WHAT YOU SHOULD DO: Identify the line in which "query | woman's wrist" appears, then reproduce that line and all remaining lines of the records word for word.

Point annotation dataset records
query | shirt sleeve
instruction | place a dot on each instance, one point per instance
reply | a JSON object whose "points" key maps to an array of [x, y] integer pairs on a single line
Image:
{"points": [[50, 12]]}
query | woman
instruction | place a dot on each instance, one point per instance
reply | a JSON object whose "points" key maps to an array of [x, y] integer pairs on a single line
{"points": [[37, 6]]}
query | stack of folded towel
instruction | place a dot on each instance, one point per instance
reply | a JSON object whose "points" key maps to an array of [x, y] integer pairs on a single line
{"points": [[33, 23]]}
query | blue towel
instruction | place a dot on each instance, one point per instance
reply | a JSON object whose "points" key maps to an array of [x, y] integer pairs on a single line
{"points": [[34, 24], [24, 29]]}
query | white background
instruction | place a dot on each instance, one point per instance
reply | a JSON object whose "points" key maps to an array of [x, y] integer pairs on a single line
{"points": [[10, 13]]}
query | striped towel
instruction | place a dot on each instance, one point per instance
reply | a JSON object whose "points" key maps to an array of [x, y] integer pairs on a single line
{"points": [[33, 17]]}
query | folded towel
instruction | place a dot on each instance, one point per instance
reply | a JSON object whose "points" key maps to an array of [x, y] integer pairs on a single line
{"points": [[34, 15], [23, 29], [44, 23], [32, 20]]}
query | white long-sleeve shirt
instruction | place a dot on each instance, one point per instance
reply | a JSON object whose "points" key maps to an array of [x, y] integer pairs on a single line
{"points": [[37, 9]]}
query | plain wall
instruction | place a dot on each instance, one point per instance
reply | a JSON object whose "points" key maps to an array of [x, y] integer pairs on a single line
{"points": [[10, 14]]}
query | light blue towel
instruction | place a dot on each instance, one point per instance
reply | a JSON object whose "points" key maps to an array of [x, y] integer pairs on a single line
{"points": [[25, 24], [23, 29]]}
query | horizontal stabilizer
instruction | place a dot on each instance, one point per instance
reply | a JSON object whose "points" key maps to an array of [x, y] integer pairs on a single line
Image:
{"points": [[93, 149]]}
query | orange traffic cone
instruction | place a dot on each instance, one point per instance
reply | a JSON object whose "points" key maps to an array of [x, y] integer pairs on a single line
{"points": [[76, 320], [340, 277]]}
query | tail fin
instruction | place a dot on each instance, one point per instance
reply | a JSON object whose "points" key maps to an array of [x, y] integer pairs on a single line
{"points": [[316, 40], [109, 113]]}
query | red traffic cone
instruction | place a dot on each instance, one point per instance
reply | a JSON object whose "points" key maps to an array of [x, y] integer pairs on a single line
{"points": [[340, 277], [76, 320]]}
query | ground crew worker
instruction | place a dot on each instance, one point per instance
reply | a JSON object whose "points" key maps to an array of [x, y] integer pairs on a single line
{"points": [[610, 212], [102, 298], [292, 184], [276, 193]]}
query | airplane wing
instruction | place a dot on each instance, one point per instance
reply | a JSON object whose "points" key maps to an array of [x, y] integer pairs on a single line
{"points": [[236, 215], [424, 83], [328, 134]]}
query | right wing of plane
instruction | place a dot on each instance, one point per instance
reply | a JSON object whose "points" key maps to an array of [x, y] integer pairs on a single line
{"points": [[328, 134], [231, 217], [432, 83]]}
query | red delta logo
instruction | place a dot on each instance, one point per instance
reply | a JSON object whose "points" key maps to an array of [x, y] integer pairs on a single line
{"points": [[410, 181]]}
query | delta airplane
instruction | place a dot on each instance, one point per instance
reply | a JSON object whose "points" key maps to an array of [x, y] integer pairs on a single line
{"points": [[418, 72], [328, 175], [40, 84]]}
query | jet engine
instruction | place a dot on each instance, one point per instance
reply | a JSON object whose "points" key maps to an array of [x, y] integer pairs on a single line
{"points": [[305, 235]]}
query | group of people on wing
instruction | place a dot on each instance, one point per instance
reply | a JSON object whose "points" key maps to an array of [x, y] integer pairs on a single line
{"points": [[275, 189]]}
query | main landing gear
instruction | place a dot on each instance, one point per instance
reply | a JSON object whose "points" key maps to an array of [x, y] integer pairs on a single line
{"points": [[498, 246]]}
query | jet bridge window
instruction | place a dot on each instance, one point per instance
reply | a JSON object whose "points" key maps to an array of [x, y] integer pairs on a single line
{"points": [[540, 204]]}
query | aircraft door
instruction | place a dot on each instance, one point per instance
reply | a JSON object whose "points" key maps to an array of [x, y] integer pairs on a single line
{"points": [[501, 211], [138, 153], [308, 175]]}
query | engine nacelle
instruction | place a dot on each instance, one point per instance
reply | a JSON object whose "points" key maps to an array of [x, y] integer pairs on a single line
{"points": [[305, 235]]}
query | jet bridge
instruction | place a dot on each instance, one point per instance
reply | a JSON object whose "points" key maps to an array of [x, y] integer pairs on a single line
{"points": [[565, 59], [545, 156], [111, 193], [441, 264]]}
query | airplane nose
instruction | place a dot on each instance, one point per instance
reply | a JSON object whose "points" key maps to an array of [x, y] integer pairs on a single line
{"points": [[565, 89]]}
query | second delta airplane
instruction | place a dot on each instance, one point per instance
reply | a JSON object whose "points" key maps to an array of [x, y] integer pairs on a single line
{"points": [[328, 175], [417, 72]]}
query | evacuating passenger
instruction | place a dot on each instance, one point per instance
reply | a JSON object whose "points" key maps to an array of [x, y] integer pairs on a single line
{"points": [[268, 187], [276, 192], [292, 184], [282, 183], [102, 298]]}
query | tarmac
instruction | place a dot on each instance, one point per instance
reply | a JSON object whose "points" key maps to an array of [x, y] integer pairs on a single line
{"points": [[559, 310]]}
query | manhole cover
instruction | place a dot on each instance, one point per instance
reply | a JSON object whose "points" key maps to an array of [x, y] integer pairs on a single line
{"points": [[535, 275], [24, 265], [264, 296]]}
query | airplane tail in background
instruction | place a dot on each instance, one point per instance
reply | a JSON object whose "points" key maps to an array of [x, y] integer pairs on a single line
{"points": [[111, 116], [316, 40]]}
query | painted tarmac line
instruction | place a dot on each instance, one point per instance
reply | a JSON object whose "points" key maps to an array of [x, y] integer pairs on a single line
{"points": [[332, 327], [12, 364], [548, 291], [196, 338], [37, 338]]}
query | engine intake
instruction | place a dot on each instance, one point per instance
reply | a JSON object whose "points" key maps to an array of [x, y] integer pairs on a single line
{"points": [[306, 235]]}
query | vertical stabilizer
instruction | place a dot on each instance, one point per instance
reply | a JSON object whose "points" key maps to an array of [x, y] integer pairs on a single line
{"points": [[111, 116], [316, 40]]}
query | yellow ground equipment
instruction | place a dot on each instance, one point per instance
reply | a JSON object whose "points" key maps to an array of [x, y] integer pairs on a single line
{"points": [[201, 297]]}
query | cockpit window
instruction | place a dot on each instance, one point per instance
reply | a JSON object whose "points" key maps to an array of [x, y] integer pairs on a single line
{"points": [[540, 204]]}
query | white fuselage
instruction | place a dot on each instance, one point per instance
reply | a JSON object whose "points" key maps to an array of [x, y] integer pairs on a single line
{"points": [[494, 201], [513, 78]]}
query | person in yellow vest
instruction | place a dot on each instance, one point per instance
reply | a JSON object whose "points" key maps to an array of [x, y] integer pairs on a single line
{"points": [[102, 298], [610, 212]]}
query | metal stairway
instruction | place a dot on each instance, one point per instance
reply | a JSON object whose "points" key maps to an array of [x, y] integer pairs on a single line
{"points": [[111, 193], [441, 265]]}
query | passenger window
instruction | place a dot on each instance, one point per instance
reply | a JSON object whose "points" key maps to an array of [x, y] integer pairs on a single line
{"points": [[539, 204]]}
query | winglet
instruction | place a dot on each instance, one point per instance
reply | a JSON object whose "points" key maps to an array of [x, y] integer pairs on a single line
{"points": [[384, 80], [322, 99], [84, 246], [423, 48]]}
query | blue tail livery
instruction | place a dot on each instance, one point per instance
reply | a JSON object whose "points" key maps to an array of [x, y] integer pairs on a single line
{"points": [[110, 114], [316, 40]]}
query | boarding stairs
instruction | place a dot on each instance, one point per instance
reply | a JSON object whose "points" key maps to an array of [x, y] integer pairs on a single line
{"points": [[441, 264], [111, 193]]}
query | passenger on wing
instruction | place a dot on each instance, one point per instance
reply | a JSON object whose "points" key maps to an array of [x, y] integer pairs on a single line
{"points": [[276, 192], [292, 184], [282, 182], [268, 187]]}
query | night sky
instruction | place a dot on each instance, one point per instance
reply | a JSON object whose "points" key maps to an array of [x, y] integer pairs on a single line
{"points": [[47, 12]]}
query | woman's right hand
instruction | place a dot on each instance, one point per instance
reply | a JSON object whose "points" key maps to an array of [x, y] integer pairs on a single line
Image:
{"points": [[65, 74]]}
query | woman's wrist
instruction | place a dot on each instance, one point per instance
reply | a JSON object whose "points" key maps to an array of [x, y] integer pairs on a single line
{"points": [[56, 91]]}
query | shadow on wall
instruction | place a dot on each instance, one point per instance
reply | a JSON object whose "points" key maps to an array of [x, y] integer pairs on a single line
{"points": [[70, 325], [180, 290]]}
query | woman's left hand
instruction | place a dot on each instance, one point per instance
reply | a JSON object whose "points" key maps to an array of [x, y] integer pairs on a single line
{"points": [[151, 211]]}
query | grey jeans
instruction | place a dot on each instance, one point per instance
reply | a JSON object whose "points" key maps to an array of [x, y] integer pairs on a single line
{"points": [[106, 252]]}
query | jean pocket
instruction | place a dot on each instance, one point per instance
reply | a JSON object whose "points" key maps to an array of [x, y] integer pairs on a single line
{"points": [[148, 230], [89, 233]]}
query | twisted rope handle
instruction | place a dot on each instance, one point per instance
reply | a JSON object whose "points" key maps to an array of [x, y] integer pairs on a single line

RESULT OF THIS EXERCISE:
query | woman's wrist
instruction | place a dot on each instance, one point per instance
reply | a JSON object whose "points" key maps to an array of [x, y] integer pairs on a single line
{"points": [[56, 91]]}
query | shadow on wall
instruction | place a dot on each instance, one point per instance
reply | a JSON object whose "points" key maps to an array of [x, y] integer pairs on a single line
{"points": [[70, 325], [180, 290]]}
query | woman's left hand
instruction | place a dot on each instance, one point per instance
reply | a JSON object whose "points" key maps to an array of [x, y] integer pairs on a single line
{"points": [[151, 211]]}
query | grey jeans
instruction | place a dot on each instance, one point per instance
reply | a JSON object whose "points" key maps to an array of [x, y] integer pairs on a single line
{"points": [[106, 252]]}
query | jean pocket
instruction | place a dot on each instance, one point per instance
reply | a JSON object whose "points" key maps to an array of [x, y] integer pairs on a single line
{"points": [[148, 230], [89, 233]]}
query | twisted rope handle
instruction | place a dot on each instance, one point per instance
reply | a JSON object whose "points" key maps to an array of [x, y] integer pairs on a single line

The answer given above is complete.